Material:

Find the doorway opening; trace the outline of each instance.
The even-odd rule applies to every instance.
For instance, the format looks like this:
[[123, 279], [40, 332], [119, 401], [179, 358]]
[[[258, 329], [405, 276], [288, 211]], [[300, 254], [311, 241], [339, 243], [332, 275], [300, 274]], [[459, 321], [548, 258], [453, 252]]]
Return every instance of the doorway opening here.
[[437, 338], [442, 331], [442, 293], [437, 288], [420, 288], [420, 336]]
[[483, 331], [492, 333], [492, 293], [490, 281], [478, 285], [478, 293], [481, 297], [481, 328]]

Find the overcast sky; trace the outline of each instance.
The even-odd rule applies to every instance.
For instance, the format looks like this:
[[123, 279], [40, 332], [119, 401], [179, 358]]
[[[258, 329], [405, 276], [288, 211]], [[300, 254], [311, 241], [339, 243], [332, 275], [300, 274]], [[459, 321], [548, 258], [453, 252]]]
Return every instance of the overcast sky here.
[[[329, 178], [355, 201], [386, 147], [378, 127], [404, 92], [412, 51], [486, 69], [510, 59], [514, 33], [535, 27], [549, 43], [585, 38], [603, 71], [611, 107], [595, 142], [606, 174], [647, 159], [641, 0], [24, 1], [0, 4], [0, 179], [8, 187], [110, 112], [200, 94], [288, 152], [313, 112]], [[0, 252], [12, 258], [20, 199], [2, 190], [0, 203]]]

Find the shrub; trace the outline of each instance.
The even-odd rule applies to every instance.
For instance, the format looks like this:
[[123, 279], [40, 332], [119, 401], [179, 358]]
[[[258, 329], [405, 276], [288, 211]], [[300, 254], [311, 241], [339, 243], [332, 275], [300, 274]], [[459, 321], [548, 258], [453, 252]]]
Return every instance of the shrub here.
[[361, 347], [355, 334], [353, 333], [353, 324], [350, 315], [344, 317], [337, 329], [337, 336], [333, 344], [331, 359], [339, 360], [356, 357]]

---

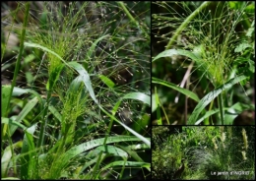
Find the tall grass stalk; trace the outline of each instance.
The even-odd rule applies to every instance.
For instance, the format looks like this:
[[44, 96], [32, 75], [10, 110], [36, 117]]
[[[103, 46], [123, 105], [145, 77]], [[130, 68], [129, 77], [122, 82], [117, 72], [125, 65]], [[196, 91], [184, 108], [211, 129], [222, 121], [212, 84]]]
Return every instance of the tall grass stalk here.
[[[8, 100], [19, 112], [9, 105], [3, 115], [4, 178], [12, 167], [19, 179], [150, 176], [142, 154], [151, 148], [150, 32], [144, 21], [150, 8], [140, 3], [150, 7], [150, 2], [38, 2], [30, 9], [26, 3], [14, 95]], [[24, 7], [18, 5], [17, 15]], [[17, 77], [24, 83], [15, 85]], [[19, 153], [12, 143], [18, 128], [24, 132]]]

The task: Write out every line word for word, from the line containing "Find the shrub;" to the line containing "Return every instance of the shrub here.", including both of those lines.

Task result:
Find the shrub; trace the outline of each instance.
The even-odd rule applies to every instance.
For instance, the format looks like this:
[[123, 279], [40, 332], [119, 401], [179, 358]]
[[[258, 329], [405, 276], [288, 211]], [[300, 254], [311, 241], [339, 243], [332, 275], [300, 274]], [[459, 321], [548, 258], [453, 252]]]
Return every instance of the shrub here.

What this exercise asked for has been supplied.